▶ [The request]:
Express all of the material below as a CSV with two columns, input and output. Each row should pair one "Field log" line with the coordinates that follow it, with every value in a single quoted field and line breaks turned into spaces.

Point annotation dataset records

begin

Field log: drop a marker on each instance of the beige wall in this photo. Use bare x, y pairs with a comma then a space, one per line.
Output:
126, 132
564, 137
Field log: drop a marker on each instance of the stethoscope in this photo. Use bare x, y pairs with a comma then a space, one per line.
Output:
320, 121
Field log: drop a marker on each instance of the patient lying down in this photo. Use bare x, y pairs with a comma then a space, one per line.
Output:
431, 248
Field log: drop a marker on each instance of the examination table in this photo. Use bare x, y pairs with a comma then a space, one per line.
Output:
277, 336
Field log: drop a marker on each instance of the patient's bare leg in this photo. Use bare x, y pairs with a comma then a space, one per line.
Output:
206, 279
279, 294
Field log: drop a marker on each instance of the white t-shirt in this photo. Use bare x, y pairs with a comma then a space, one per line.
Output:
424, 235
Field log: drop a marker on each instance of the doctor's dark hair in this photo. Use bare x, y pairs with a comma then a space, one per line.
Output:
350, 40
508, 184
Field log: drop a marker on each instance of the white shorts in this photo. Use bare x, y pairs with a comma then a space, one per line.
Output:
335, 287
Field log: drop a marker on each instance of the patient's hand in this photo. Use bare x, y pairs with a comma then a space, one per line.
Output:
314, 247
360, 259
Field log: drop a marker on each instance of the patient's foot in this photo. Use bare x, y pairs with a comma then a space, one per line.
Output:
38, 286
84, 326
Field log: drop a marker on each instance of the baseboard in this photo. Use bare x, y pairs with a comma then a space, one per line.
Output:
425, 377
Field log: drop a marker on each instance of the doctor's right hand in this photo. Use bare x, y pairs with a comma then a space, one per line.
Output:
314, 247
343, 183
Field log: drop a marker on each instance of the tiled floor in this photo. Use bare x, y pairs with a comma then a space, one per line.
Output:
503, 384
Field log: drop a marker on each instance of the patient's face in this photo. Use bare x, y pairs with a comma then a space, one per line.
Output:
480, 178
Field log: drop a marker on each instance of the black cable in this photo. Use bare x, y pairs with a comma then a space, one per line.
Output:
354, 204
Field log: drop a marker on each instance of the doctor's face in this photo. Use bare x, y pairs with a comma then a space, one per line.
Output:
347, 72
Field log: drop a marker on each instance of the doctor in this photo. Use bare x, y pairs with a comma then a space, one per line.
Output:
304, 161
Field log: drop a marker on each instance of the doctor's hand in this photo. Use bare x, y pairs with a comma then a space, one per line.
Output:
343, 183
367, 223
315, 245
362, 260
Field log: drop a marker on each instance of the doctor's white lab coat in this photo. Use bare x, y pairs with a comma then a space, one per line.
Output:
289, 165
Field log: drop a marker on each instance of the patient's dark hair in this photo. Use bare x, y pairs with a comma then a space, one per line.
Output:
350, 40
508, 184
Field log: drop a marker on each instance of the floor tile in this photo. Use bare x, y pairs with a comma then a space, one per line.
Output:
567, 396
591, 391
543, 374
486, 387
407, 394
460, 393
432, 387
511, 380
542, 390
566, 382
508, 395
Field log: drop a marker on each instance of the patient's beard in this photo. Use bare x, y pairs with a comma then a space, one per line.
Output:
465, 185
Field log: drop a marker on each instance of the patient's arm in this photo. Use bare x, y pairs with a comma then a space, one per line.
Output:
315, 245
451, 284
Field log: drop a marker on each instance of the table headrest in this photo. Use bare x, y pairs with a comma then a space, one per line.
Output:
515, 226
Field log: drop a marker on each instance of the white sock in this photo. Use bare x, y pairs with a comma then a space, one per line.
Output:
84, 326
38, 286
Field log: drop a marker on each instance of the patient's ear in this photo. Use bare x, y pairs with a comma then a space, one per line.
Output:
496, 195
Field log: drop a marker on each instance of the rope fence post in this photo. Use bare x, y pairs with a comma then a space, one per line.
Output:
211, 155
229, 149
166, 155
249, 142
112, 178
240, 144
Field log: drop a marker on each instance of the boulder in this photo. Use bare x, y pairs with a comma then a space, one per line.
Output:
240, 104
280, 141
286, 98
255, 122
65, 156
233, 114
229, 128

end

▶ [Task response]:
input,output
"Field log: drop a marker on each instance of the beige wall in this photo. Use bare x, y pairs with a comma then a space, one per line. Output:","126, 132 564, 137"
"Field log: drop a marker on each instance of the stethoscope in this photo. Use bare x, y pairs with a comma then a space, one per line. Output:","320, 121"
"Field log: drop a marker on each instance of the patient lying down in this photo. Use bare x, y pairs with a comma then a space, one per line. Output:","431, 248"
"Field log: drop a marker on each instance of the examination table in this photo. Use bare x, y pairs with a comma then a space, one per line. Output:","277, 336"
"Field log: drop a marker on each instance of the patient's bare leg in this photo. Use bare x, y pairs with a comma then a space, one per line. Output:","206, 279 279, 294"
"Field log: drop a marker on each instance of the white t-shirt in this photo. Use bare x, y pairs with a comma then a space, one per line. Output:","424, 235"
"Field log: drop a marker on each instance of the doctor's dark hair in this photo. Use bare x, y pairs with a comma then a space, one per line. Output:","350, 40 508, 184"
"Field log: drop a marker on each instance of the white shorts in this photo. Use bare x, y pairs with a comma then a space, one per line. Output:","335, 287"
"Field log: drop a marker on each instance of the patient's hand in this photo. Use bare x, y pairs with a comma then a space, one per line. Output:","314, 247 360, 259"
"Field log: drop a marker on each instance of the patient's foot in this photo. Use bare x, y pairs with a comma then a space, one per line. Output:","38, 286 84, 326"
"Field log: drop a marker on each instance of the baseboard in this photo. Use bare x, y pairs with a comma then a space, one per line. Output:","425, 377"
"Field log: drop a marker on each instance of the doctor's right hand in this photo. Use bare x, y pairs with a comma then a space, one per line. Output:","314, 247 343, 183"
"Field log: drop a marker on each instance of the tiled floor in this photo. Use bare x, y pairs with a comma then a space, one per line. Output:","503, 384"
"Field log: drop a marker on each instance of the patient's face in this photo. Use bare x, y pairs with a comma then a space, one per line. Output:","480, 178"
"Field log: drop a marker on each instance of the black cable in this photo. Use bare x, y pairs with a comma then a space, one per line. Output:","354, 204"
"Field log: drop a marker on each instance of the doctor's face in this photo. Use bare x, y pairs with a comma then a space, one per line. Output:","347, 72"
"Field log: drop a marker on each instance of the doctor in this photo. Use bare x, y pairs with a comma then a space, one per line. Output:","304, 161"
"Field log: drop a marker on each instance of the doctor's hand in this photo. Use bare x, y pairs with a comma then a space, one per line. Output:","343, 183 367, 223 315, 245 362, 260"
"Field log: drop a marker on each instance of the doctor's white lab coat in this photo. Use bare x, y pairs with a comma then a space, one per line. Output:","289, 165"
"Field log: drop a marker on each instance of the patient's dark hair in this photo. Use bare x, y pairs with a comma then a space, one per line. Output:","350, 40 508, 184"
"Field log: drop a marker on each instance of the floor tile in this photo. Use bare x, y pairs with a comma then a space, one per line. Output:","567, 396 591, 391 543, 374 486, 387 407, 394 460, 393 432, 387 511, 380 542, 390 566, 382 508, 395"
"Field log: drop a marker on each instance of the patient's beard in this photo. Use bare x, y pairs with a comma then a space, one per line. Output:","465, 185"
"Field log: drop a marker on each instance of the patient's arm in this photo. Use bare x, y pairs with a comma then a space, one per line. Output:","315, 245 451, 284"
"Field log: drop a marker on each instance of the table headrest in this photo. Use bare x, y pairs with a comma then a space, one per line. Output:","515, 226"
"Field log: drop a marker on each instance of the white sock in this photo. Use bare x, y pairs with a comma then a space, one per line. Output:","84, 326 38, 286"
"Field log: drop a marker on each instance of the patient's ear in this photo. Use bare x, y pairs with a comma then a space, one per line. Output:","496, 195"
"Field log: drop a marker on each instance of the rope fence post in this photo. Use bare x, y pairs with a comma then a space, one per line. Output:","211, 155 229, 149 166, 155 249, 142 112, 178 240, 144"
"Field log: drop a marker on each instance of the boulder in this photo. Use bare x, y pairs with a comma then a space, one per line. Output:","240, 104 280, 141 286, 98 255, 122 65, 156 233, 114 229, 128"